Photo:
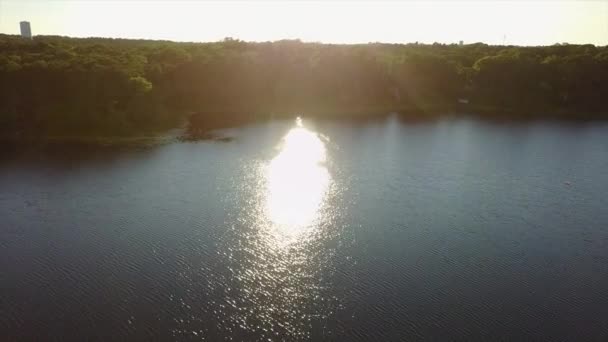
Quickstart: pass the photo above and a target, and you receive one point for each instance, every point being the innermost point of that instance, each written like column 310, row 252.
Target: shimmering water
column 376, row 230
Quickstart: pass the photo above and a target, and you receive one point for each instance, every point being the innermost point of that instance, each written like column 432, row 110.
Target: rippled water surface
column 375, row 230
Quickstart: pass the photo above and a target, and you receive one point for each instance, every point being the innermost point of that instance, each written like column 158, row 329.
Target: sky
column 516, row 22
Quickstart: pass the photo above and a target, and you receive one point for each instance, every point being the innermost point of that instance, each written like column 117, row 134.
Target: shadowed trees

* * *

▶ **What you have to do**:
Can you output every line of the listing above word for word, leaving out the pictures?

▶ **Solution for this task**:
Photo:
Quickstart: pass the photo above and a target, and you receive one point for each instance, every point being the innermost point of that instance, each written like column 310, row 252.
Target: shimmering water
column 376, row 230
Quickstart: pass the photo above and a target, and you receive one point for each instance, every point being the innermost point of that instance, each written like column 432, row 110.
Target: rippled water surface
column 375, row 230
Quickstart: pass the photo above and a target, and you receive one point for each instance, every point being the innermost point of that instance, each written like column 158, row 329.
Target: sky
column 516, row 22
Quickstart: pass the photo above and a target, and you receive one point for each instance, every point being the innermost point of that instance, each written like column 117, row 134.
Target: shadowed trees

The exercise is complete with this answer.